Trecho do texto:
Censura proibiu que "O Rebu" original fizesse crítica à corrupção policial
James Cimino
Do UOL, em São Paulo
Quando foi exibida a versão original da novela "O Rebu", em 1974, o Brasil vivia sob o regime militar e todas as produções televisivas, mesmo feitas fora do país, eram obrigadas a passar pelo crivo da Divisão de Censura de Diversões Públicas (DCDP).
Os militares viam especialmente as telenovelas como material subversivo, imoral ou "não condizente com os padrões vigentes da sociedade" e tentavam, por meio da censura, representar na TV um país que eles gostariam que existisse na vida real.
O UOL pesquisou no Arquivo Nacional, em Brasília, os apontamentos que a censura fez e os pedidos de mudança e veto à trama original, escrita por Bráulio Pedroso, cujo remake estreou nesta segunda-feira (14) na TV Globo e que narra a história de uma festa em que um dos convidados é encontrado morto.
Dentre as preocupações que o governo militar tinha com essa novela era o fato de ela ser uma trama policial. Após ler a sinopse enviada pelo então diretor de criação da emissora, Daniel Filho, os funcionários da DCDP escreveram que a novela estaria liberada contanto que respeitasse algumas determinações, entre elas a de que não poderia "servir de crítica a outros crimes até então não solucionados pela polícia e Justiça. Exemplo: caso tipo 'Ana Lídia' e 'Esquadrão da Morte'."
O caso Ana Lídia, especialmente, era um assunto que as autoridades queriam que caísse no esquecimento. Em 11 de setembro de 1973, a menina Ana Lídia Braga, de apenas sete anos, foi raptada, estrangulada e estuprada. Seu corpo foi encontrado em uma cova rasa na UnB (Universidade de Brasília).
Os principais suspeitos eram o próprio irmão da menina, Álvaro Henrique Braga, o filho do então ministro da Justiça, Alfredo Buzaid Júnior, o filho do senador Eduardo Rezende, Eduardo Eurico Rezende, e Raimundo Lacerda Duque, funcionário público viciado em drogas e alcoólatra.
Como o caso envolvia filhos de autoridades, os militares e a própria família da vítima resolveram abafar a história, que permanece não solucionada até hoje e que já foi tema do programa "Linha Direta - Justiça". Os acusados foram todos absolvidos por falta de provas, conforme reportagem publicada pelo jornal "Correio Braziliense" no ano passado quando o crime completou 40 anos.
Ainda no intuito de preservar a boa imagem da polícia, o documento da censura recomendava que "seria de bom alvitre (sic) de que em cada final de capítulo prevalecesse sempre o aspecto positivo da investigação" e que [a novela] "não poderá haver implicações de ordem sócio-políticas".

Objetivo 1: Liste os principais suspeitos do caso Ana Lídia mencionados no texto sobre a censura a "O Rebu".
Objetivo 2: De acordo com o texto sobre a censura a "O Rebu", em que ano foi exibida a versão original da novela?

Itens listados:

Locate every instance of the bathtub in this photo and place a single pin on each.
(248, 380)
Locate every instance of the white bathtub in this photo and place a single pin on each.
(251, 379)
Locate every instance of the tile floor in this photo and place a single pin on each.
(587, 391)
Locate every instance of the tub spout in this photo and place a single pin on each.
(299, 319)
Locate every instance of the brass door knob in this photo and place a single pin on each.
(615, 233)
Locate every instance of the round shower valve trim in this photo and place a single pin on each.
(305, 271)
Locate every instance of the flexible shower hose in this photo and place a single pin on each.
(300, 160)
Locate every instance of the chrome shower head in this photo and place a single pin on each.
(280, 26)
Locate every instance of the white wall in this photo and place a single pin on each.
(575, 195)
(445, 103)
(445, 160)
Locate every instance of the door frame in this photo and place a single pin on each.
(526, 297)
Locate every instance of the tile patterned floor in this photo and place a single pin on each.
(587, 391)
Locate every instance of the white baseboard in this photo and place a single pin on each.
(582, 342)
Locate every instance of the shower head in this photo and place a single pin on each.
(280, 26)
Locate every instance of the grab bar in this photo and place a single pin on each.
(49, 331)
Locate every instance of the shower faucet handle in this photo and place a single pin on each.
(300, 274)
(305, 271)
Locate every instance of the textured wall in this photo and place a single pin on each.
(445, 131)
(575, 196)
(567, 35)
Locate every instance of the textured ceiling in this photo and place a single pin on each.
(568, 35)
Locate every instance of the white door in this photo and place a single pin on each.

Resposta completa 1:
Álvaro Henrique Braga
Alfredo Buzaid Júnior
Eduardo Eurico Rezende
Raimundo Lacerda Duque

Resposta completa 2: Em 1974.